• Problem requirements
Only an exact repetition of the lines from the one that holds "Request: asphalt pavement" to the end of the records is wanted.

• Source material
[Start of Attachment]

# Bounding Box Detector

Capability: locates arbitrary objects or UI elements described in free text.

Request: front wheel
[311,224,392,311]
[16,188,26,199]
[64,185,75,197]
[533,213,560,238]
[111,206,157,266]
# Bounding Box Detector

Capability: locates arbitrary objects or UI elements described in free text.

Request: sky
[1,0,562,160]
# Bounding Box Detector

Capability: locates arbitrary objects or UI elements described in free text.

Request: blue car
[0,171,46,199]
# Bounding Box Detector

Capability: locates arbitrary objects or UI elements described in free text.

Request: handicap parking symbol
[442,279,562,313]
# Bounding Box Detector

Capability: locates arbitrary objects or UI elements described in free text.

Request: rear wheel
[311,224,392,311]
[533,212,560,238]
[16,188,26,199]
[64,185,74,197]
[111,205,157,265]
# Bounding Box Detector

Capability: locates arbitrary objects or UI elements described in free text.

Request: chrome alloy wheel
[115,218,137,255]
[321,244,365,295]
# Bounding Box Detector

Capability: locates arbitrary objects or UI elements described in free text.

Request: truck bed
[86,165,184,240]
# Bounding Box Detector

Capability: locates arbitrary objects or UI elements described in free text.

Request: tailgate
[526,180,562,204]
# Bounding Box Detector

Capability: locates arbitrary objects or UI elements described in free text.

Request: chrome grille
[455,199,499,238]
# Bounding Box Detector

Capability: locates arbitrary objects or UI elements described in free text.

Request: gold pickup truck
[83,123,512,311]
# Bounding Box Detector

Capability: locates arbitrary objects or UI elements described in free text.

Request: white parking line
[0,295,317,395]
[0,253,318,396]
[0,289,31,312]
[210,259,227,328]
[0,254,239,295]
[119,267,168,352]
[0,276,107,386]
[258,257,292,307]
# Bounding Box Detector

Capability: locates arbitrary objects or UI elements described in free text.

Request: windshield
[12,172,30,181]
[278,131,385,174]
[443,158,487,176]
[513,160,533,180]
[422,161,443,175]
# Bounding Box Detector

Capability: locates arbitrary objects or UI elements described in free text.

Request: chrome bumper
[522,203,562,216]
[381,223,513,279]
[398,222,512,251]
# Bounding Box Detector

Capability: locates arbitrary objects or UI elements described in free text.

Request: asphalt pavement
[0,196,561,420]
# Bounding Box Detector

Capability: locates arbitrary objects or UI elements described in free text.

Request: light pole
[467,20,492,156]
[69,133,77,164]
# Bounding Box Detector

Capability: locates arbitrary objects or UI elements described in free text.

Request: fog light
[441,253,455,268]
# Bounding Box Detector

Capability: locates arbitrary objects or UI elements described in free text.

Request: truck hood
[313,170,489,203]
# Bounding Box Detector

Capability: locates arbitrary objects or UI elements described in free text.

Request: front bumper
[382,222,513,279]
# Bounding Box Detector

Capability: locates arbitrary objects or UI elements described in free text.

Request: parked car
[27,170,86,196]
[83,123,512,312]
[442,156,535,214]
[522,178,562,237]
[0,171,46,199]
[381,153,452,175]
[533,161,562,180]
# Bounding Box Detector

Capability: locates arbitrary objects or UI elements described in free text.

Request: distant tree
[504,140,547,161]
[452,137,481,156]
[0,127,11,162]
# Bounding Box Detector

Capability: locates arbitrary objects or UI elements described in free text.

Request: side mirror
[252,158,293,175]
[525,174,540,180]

[End of Attachment]

• Task answer
Request: asphalt pavement
[0,196,561,420]
# Bounding Box Detector

Capability: locates arbitrary objects or UI elements described in free text.

Request: light pole
[467,20,492,156]
[69,133,77,164]
# Bounding Box Detector

Capability: locates arbitrary objects or UI elements described in free text.

Request: fog light
[441,253,455,268]
# Bounding Box Detector

Capability: locates arbitrary objects or UI elements described in free text.

Request: truck hood
[313,170,489,203]
# Bounding Box Detector

Capability: locates arbitrary objects or UI elements described in free text.

Request: front bumper
[382,222,513,279]
# Bounding Box Detector

Capability: locates arbitrary objects or UI elements described in free text.

Request: parked car
[27,170,86,196]
[83,123,512,312]
[442,156,535,214]
[522,178,562,237]
[0,171,46,199]
[381,153,452,175]
[533,161,562,180]
# Bounding Box Detector

Capability: locates arbitrary objects or UI elements described in free text.

Request: distant tree
[504,140,547,161]
[452,137,481,156]
[0,127,11,162]
# Bounding Box Detector

Capability: locates arbitrary objects or UI elements described in free text.

Request: side mirror
[252,158,293,175]
[525,174,540,180]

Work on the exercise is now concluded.